> [Object position labeling lines]:
────────────────────────────────────────
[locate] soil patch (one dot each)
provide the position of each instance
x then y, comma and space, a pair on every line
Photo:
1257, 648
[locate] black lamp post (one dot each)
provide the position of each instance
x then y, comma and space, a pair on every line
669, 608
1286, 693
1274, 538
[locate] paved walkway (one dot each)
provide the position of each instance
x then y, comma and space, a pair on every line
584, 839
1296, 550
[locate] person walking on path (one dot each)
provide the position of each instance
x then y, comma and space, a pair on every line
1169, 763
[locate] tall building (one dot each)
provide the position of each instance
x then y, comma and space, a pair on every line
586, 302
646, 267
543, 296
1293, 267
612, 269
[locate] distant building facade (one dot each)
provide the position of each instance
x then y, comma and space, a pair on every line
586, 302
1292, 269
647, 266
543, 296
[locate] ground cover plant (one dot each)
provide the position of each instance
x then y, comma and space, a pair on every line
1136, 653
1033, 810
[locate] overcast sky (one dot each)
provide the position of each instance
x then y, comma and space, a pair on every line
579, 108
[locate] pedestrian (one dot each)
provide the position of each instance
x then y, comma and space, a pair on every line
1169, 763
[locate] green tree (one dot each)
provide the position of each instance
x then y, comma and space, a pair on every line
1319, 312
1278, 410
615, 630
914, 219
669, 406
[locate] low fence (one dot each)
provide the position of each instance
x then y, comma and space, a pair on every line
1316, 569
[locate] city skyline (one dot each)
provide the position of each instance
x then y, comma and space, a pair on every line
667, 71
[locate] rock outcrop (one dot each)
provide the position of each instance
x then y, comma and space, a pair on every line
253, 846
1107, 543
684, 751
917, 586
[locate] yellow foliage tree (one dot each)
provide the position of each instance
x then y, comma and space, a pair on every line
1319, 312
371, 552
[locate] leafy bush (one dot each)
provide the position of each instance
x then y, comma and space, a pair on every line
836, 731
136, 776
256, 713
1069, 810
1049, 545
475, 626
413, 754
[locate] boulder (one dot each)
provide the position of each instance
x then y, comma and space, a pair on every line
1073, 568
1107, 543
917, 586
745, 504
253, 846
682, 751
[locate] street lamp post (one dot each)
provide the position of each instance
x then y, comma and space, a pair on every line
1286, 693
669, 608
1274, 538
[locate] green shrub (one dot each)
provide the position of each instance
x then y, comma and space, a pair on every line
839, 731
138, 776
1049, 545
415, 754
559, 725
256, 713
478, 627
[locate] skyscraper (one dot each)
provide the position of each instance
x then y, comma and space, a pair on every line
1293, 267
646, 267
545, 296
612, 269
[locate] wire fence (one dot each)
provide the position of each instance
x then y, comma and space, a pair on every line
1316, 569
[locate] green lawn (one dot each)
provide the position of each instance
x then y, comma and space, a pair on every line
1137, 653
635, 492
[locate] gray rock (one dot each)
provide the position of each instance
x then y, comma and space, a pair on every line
────────────────────────────────────────
> [Given instruction]: Set down every one of the lines above verbatim, from the first through the last.

> [Exercise solution]:
[locate] soil patch (one dot each)
provide the position of each instance
x then y, comma and space, a pair on every line
Photo:
1257, 648
[locate] black lamp post (one dot each)
provide the position of each instance
x then y, comma and space, a pair on every line
669, 608
1286, 693
1274, 538
[locate] paved walkway (one dot each)
provide the position of each instance
x then y, comma and space, a pair on every line
584, 839
1296, 550
[locate] person walking on path (one dot each)
provide the position of each instance
x then y, comma and space, a pair on every line
1169, 763
[locate] tall building (one dot each)
provide the position of each instance
x then y, comma and space, a pair on every line
586, 302
646, 267
543, 296
1293, 267
612, 269
[locate] distant building facade (one dot each)
provide the position of each instance
x then y, comma and space, a pair on every line
586, 302
1292, 269
647, 266
543, 296
[locate] ground cover plant (one dot each)
provide the position of each instance
x then y, comma and space, a pair on every line
1136, 653
1033, 810
[locate] overcast sky (one dot each)
provide the position of each instance
x then y, comma and space, a pair on every line
579, 108
[locate] pedestrian (one dot each)
provide the position of each instance
x then y, comma and space, a pair on every line
1169, 763
[locate] green tree (one dot each)
provide the position of each instance
x then y, comma and space, a pair on every line
1319, 312
1278, 410
615, 630
914, 219
669, 406
[locate] low fence (one dot each)
provide the position of each instance
x then y, comma and space, a pair on every line
1316, 569
[locate] city skyline (one dot each)
provide the position of each instance
x then y, comma and space, a pair on every line
667, 71
[locate] rock outcrop (one dot each)
provide the position of each instance
x then y, comma and space, a pair on every line
253, 846
1107, 543
684, 751
917, 586
[locate] yellow foliage tree (one dot each)
provide the position of each instance
x then y, comma and space, a pair on every line
1319, 312
371, 552
[locate] leafy bush (one dot each)
provide the position of each instance
x then y, comma and space, a pair on every line
836, 731
136, 776
256, 713
1069, 810
1049, 545
475, 626
413, 754
[locate] boulder (one dot each)
provide the position of each instance
x then y, comma and space, a pair on every line
1073, 568
1107, 543
917, 586
745, 504
253, 846
682, 751
[locate] street lamp post (one dot each)
provide the position of each instance
x then y, comma and space, a pair on every line
1286, 693
669, 608
1274, 538
[locate] green shrub (one dot each)
provide the position of each instance
x then y, comma and space, a pair on every line
839, 731
138, 776
1049, 545
415, 754
559, 725
256, 713
478, 627
[locate] skyscraper (one dot each)
provide the position of each instance
x then y, comma and space, a pair on every line
1293, 267
646, 267
545, 296
612, 269
[locate] wire fence (one dot each)
provide the position of each instance
x then y, comma and space, a pair on every line
1316, 569
[locate] green lawn (one dot each)
provide the position of each instance
x then y, comma and space, a pair on every line
1137, 653
635, 492
[locate] gray rock (one dot each)
provide the position of each instance
x then y, comma and space, a pair on every line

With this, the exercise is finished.